:: What you should do ::
Type every record exactly as it appears.

(Dataset rows on where objects appear)
%%

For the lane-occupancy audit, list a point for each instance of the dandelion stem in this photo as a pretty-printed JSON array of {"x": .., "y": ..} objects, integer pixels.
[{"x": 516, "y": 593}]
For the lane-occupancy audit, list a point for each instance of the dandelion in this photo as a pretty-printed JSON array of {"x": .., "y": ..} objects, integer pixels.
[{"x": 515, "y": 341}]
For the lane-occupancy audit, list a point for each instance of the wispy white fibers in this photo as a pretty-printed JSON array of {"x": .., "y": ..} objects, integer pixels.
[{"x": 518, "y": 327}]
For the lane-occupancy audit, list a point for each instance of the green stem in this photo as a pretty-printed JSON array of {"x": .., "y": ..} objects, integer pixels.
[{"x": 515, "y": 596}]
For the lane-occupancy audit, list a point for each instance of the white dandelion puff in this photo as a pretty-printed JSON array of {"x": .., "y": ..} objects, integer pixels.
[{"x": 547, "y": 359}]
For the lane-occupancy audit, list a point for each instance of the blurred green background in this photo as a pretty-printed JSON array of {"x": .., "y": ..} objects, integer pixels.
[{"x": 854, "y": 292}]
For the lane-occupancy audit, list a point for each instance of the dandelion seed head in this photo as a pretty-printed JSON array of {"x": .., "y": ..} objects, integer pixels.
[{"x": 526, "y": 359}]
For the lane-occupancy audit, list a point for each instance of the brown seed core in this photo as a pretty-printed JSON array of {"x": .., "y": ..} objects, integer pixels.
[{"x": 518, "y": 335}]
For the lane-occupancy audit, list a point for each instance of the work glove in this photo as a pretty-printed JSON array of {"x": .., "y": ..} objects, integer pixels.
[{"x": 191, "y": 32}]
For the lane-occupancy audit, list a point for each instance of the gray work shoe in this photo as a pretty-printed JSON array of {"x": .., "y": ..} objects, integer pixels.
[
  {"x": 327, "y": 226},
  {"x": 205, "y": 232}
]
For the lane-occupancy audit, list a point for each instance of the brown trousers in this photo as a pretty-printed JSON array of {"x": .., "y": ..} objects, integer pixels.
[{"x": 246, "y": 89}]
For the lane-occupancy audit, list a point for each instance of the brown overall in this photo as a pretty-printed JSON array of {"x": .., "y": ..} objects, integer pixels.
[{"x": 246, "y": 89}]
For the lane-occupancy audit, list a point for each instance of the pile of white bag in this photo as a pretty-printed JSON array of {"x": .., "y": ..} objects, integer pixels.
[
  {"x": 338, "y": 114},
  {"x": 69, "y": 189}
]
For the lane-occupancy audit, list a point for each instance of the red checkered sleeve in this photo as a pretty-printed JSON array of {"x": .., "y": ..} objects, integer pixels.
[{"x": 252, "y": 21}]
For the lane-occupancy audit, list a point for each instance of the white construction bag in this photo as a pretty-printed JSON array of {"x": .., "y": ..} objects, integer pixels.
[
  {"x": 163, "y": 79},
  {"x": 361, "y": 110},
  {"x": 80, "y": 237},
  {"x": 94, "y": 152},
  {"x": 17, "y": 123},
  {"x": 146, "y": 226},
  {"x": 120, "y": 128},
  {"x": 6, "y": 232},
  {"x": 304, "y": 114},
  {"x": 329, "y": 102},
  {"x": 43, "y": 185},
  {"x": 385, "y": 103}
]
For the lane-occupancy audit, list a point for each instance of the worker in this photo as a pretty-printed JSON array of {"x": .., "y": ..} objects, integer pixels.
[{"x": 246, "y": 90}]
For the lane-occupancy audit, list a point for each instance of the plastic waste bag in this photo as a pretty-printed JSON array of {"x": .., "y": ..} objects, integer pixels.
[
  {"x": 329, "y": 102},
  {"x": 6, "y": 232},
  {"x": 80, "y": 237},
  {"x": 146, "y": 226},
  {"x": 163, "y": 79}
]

%%

:: Result for this exercise ::
For the lane-occupancy audit, list a point for each instance of the dandelion stem in this photo as a pretty-printed JSON array of {"x": .., "y": ..} objects, integer pixels.
[{"x": 516, "y": 593}]
For the lane-occupancy audit, list a point for each instance of the dandelion in this photo as a pretty-printed JSON array of {"x": .., "y": ..} objects, integer pixels.
[{"x": 515, "y": 341}]
For the lane-occupancy audit, list a point for each instance of the wispy white fibers in this photo as a pretty-printed JSON array of {"x": .., "y": ..} objects, integer pixels.
[{"x": 518, "y": 327}]
For the lane-occupancy audit, list a point for each instance of the green stem in this photo as a pretty-printed JSON array of {"x": .., "y": ..} objects, integer pixels.
[{"x": 515, "y": 596}]
For the lane-occupancy audit, list a point for each instance of the white dandelion puff in this photo as a pretty-printed JSON array of {"x": .., "y": ..} objects, integer pixels.
[{"x": 547, "y": 359}]
For the lane-occupancy audit, list a point for each instance of the blurred green background in this photo as a pretty-printed JSON array of {"x": .., "y": ..} objects, integer pixels.
[{"x": 854, "y": 292}]
For the lane-occupancy audit, list a point for each instance of the dandelion seed head in this photo as a pretty-printed JSON array of {"x": .., "y": ..} objects, integer pixels.
[{"x": 526, "y": 359}]
For the lane-occupancy audit, list a point for each instance of the brown seed core in this photo as a pretty-printed JSON array of {"x": .., "y": ..} objects, integer pixels.
[{"x": 518, "y": 335}]
For the lane-occupancy audit, list a point for each instance of the work glove in this photo as a pretty-printed JSON array of {"x": .., "y": ..} objects, integer pixels.
[{"x": 191, "y": 32}]
For the lane-occupancy audit, list a point for each instance of the gray work shoe in this photo as a pretty-printed JSON array of {"x": .., "y": ..} objects, integer pixels.
[
  {"x": 327, "y": 226},
  {"x": 205, "y": 232}
]
For the lane-occupancy audit, list a point for each instance of the brown trousers in this photo as a pretty-printed JSON array of {"x": .., "y": ..} objects, integer pixels.
[{"x": 246, "y": 89}]
For the lane-occupancy audit, list a point for each instance of the brown overall in this photo as a pretty-printed JSON array of {"x": .., "y": ..} objects, integer pixels.
[{"x": 246, "y": 89}]
For the lane-occupancy audit, list a point for each instance of the pile of white bag in this photo as a pretty-printed JSON array of {"x": .., "y": ..} objects, integer pixels.
[
  {"x": 338, "y": 114},
  {"x": 69, "y": 189}
]
For the lane-occupancy audit, list a point for each instance of the red checkered sleeve in this photo as a pretty-printed JSON array of {"x": .., "y": ..} objects, integer pixels.
[{"x": 252, "y": 21}]
For the lane-occupancy audit, list a point for each instance of the white construction bag in this photo as a pretty-printed JSON array of {"x": .., "y": ..} objects, integer pixels.
[
  {"x": 163, "y": 79},
  {"x": 361, "y": 110},
  {"x": 80, "y": 237},
  {"x": 94, "y": 152},
  {"x": 17, "y": 123},
  {"x": 146, "y": 226},
  {"x": 120, "y": 128},
  {"x": 6, "y": 232},
  {"x": 304, "y": 114},
  {"x": 329, "y": 102},
  {"x": 43, "y": 185},
  {"x": 385, "y": 103}
]
For the lane-occupancy audit, list a point for each instance of the worker in this photo as a pretty-printed JSON array of {"x": .., "y": ..} objects, integer pixels.
[{"x": 246, "y": 90}]
For the lane-occupancy audit, list a point for each instance of the plastic waste bag in this photo as a pretty-printed JSON array of {"x": .., "y": ..} objects, integer pixels.
[
  {"x": 329, "y": 102},
  {"x": 6, "y": 232},
  {"x": 80, "y": 237},
  {"x": 146, "y": 226},
  {"x": 163, "y": 79}
]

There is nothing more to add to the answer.